List every line in the records below that contains the word "fresco".

# START OF Data in this exercise

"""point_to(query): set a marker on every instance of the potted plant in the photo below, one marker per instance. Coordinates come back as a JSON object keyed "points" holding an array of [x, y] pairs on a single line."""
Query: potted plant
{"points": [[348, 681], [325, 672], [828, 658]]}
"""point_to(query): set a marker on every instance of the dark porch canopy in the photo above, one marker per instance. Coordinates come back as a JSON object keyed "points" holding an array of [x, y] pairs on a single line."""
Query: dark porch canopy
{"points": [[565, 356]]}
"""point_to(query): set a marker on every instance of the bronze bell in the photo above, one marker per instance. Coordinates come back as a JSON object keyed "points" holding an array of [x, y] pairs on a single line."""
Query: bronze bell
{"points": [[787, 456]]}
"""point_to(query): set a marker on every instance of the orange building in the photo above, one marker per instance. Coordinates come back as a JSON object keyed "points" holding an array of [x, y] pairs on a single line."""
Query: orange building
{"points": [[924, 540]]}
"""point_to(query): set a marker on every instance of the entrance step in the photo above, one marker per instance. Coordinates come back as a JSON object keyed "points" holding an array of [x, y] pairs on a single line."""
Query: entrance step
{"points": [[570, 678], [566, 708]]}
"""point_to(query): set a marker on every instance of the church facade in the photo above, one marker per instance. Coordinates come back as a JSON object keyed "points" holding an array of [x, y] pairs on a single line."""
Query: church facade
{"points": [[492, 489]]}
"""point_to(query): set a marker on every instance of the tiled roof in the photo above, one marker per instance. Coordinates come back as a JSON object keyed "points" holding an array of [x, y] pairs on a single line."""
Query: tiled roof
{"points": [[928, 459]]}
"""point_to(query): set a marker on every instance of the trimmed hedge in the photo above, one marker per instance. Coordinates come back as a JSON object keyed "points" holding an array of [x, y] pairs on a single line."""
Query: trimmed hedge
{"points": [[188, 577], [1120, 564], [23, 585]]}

# END OF Data in this exercise
# START OF Data in this exercise

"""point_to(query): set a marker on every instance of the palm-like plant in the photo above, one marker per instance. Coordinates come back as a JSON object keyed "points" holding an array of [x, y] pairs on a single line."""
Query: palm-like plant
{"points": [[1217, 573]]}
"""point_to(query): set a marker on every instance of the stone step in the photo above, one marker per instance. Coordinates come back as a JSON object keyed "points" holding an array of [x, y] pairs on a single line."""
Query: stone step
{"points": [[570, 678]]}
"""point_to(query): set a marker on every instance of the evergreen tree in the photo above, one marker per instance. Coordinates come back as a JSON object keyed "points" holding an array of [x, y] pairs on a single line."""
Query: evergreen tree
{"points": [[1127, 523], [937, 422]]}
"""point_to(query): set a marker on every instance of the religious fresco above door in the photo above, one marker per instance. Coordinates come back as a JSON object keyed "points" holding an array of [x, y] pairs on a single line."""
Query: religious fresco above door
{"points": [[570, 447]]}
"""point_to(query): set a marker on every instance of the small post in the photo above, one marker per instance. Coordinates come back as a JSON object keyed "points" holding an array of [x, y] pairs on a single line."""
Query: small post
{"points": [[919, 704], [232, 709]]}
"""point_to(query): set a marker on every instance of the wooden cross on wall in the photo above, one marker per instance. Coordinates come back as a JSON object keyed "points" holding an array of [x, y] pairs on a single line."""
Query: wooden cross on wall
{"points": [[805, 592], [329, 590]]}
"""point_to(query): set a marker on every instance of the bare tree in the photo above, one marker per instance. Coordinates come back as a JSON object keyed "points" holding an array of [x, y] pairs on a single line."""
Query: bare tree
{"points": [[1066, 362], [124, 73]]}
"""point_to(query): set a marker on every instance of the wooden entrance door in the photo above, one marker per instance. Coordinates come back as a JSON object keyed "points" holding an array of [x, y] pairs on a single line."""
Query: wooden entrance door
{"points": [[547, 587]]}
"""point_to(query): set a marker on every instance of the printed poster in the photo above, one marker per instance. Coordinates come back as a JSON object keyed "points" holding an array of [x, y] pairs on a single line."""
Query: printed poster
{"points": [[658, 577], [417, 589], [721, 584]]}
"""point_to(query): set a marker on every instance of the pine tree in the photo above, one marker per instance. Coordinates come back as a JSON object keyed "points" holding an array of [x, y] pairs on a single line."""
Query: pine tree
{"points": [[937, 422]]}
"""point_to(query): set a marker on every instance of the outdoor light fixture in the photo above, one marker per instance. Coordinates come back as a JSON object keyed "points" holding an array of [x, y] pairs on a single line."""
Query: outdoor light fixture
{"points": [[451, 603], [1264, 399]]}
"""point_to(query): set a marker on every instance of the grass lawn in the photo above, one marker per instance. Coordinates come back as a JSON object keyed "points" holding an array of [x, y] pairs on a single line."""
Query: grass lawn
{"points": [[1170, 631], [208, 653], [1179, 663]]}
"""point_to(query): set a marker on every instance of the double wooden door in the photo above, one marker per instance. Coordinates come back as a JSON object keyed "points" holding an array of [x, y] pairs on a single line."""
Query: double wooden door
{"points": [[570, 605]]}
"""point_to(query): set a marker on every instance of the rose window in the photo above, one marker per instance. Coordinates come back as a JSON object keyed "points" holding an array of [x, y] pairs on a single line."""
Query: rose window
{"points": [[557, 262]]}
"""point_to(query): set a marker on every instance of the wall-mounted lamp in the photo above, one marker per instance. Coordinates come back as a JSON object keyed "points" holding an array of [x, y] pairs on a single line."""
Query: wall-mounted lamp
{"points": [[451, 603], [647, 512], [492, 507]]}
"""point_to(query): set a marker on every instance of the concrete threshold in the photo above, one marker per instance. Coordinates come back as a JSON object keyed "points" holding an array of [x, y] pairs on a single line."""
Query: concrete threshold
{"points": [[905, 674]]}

# END OF Data in this exercise

→ **Worked answer**
"""point_to(query): set a marker on every instance of the religious fresco above door in the photo above, one marker per instance. Coordinates come back as a JSON object keyed "points" holding an array of [x, y] pairs on a single line."""
Query: religious fresco above door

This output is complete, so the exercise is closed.